Set problem
Copy the listing below line for line, with no changes to any character.

#####

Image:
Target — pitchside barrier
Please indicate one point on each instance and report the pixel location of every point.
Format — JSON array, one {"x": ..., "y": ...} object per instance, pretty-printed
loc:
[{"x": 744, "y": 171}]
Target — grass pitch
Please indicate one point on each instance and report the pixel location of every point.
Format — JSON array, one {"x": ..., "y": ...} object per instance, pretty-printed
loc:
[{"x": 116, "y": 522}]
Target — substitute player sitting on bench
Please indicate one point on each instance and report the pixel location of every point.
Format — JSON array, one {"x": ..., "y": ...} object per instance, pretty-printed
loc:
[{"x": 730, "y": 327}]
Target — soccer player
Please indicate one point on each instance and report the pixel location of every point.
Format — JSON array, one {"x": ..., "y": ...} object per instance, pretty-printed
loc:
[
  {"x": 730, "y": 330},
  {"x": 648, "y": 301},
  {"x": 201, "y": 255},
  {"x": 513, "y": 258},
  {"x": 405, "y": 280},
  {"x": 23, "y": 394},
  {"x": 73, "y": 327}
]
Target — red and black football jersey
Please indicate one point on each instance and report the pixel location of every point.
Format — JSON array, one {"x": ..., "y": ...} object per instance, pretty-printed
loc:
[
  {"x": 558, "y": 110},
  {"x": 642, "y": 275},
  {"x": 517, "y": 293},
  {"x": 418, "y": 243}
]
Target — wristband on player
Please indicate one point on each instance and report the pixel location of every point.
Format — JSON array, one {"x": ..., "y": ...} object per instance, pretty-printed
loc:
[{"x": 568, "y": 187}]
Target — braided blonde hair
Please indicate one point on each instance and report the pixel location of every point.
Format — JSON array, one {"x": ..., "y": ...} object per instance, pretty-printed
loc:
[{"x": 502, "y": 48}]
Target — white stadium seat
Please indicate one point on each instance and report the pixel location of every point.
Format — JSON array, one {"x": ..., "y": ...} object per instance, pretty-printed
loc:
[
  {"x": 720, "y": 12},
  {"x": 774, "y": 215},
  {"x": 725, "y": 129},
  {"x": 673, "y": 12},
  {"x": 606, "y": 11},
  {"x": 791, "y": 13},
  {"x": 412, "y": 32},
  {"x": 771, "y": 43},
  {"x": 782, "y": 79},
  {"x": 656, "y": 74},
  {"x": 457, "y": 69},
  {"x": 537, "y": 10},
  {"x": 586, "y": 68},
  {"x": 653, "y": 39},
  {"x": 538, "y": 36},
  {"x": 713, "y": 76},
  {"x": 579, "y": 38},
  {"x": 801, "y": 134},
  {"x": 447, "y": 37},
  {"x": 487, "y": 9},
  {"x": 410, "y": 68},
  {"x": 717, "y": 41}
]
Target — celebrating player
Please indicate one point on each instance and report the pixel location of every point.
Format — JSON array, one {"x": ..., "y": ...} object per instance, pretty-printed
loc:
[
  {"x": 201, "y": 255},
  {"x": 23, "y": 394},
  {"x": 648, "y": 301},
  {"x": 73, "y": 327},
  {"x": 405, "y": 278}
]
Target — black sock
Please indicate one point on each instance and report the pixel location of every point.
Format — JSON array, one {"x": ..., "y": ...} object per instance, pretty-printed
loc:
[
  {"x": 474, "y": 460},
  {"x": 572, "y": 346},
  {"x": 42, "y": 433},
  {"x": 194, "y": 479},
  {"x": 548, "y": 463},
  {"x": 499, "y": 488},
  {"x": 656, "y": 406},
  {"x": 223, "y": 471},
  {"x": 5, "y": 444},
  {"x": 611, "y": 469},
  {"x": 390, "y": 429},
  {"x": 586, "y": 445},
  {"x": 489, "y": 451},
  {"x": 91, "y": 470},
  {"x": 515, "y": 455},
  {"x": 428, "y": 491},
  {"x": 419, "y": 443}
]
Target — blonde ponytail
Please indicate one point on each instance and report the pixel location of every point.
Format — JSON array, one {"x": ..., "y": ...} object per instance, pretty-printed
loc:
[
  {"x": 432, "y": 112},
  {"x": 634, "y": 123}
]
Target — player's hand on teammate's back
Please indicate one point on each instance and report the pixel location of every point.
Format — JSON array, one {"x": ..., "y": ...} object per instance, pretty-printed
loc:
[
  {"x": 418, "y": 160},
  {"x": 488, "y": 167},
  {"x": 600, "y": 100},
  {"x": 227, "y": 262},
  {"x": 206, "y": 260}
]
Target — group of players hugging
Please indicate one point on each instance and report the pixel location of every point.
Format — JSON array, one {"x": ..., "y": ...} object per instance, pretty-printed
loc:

#####

Task result
Image:
Target — pitchside barrier
Please indicate one point on each instance and report the pixel location of every point.
Format — JSON array, one {"x": ..., "y": ...} object per instance, pretty-printed
loc:
[{"x": 744, "y": 171}]
Target — grass pitch
Please indicate one point on each instance and report the pixel location of every point.
Format — JSON array, one {"x": ..., "y": ...} object per instance, pretty-printed
loc:
[{"x": 116, "y": 522}]
Target — substitute player sitting on bench
Please indicate one point on each instance and report the pixel location of every point.
Format — JSON array, one {"x": ..., "y": ...} object per instance, pretty-printed
loc:
[{"x": 730, "y": 327}]
Target — soccer player
Please indicate one point on each instance and report the pixel location of every point.
Format — JSON array, one {"x": ..., "y": ...} object per instance, pretty-printed
loc:
[
  {"x": 730, "y": 330},
  {"x": 648, "y": 301},
  {"x": 201, "y": 255},
  {"x": 513, "y": 258},
  {"x": 405, "y": 280},
  {"x": 23, "y": 394},
  {"x": 73, "y": 327}
]
Target — red and black football jersey
Please indicate one point on each instance and report the pixel location of every point.
Format — JSON array, one {"x": ..., "y": ...} object per instance, pretty-printed
loc:
[
  {"x": 558, "y": 110},
  {"x": 642, "y": 275},
  {"x": 517, "y": 293},
  {"x": 418, "y": 243}
]
Target — wristband on player
Please indicate one point on each instance and report the pixel location of every point.
Format — JSON array, one {"x": ..., "y": ...} object per instance, pretty-printed
loc:
[{"x": 568, "y": 187}]
Target — braided blonde hair
Please indicate one point on each instance and report the pixel location of every point.
Format — JSON array, one {"x": ..., "y": ...} object per instance, pretty-printed
loc:
[{"x": 502, "y": 48}]
Target — white stadium seat
Please indicate one point on each instance and report the pixel location of every point.
Format — JSON array, one {"x": ..., "y": ...} object per instance, pretty-printed
loc:
[
  {"x": 720, "y": 12},
  {"x": 774, "y": 215},
  {"x": 725, "y": 129},
  {"x": 673, "y": 12},
  {"x": 606, "y": 11},
  {"x": 791, "y": 13},
  {"x": 412, "y": 32},
  {"x": 771, "y": 43},
  {"x": 782, "y": 79},
  {"x": 656, "y": 74},
  {"x": 457, "y": 69},
  {"x": 537, "y": 10},
  {"x": 586, "y": 68},
  {"x": 653, "y": 39},
  {"x": 538, "y": 36},
  {"x": 713, "y": 76},
  {"x": 579, "y": 38},
  {"x": 801, "y": 134},
  {"x": 447, "y": 37},
  {"x": 487, "y": 9},
  {"x": 410, "y": 68},
  {"x": 717, "y": 41}
]
Target — celebrating player
Please indicate one point on each instance and report the pixel location of every point.
Format — JSON array, one {"x": ..., "y": ...} object per instance, pretty-printed
loc:
[
  {"x": 201, "y": 255},
  {"x": 23, "y": 394},
  {"x": 648, "y": 301},
  {"x": 73, "y": 327},
  {"x": 405, "y": 278}
]
Target — black sock
Please indicate one point on each instance and report the pixel location of every point.
Format — JSON array, one {"x": ..., "y": ...} object per instance, pretty-printed
loc:
[
  {"x": 474, "y": 460},
  {"x": 572, "y": 346},
  {"x": 42, "y": 433},
  {"x": 194, "y": 479},
  {"x": 548, "y": 463},
  {"x": 499, "y": 488},
  {"x": 656, "y": 406},
  {"x": 223, "y": 471},
  {"x": 5, "y": 444},
  {"x": 611, "y": 469},
  {"x": 390, "y": 429},
  {"x": 586, "y": 445},
  {"x": 489, "y": 451},
  {"x": 91, "y": 470},
  {"x": 515, "y": 455},
  {"x": 428, "y": 491},
  {"x": 419, "y": 443}
]
Target — blonde ponytail
Please indicate one point on each instance and report the pixel location of every point.
Format — JSON array, one {"x": ..., "y": ...} object per instance, pretty-printed
loc:
[
  {"x": 432, "y": 112},
  {"x": 634, "y": 123}
]
Target — player's hand on teammate's back
Please indicate one point on each instance and report the pixel location of every point.
Format — JSON array, one {"x": ..., "y": ...} object per instance, pretty-printed
loc:
[
  {"x": 418, "y": 160},
  {"x": 488, "y": 167},
  {"x": 600, "y": 100},
  {"x": 227, "y": 262},
  {"x": 206, "y": 260}
]
Target — group of players hugging
Please indicate one point on each instance and report the pixel location of every point.
Format — JSON array, one {"x": ..., "y": ...} object per instance, pretty-printed
loc:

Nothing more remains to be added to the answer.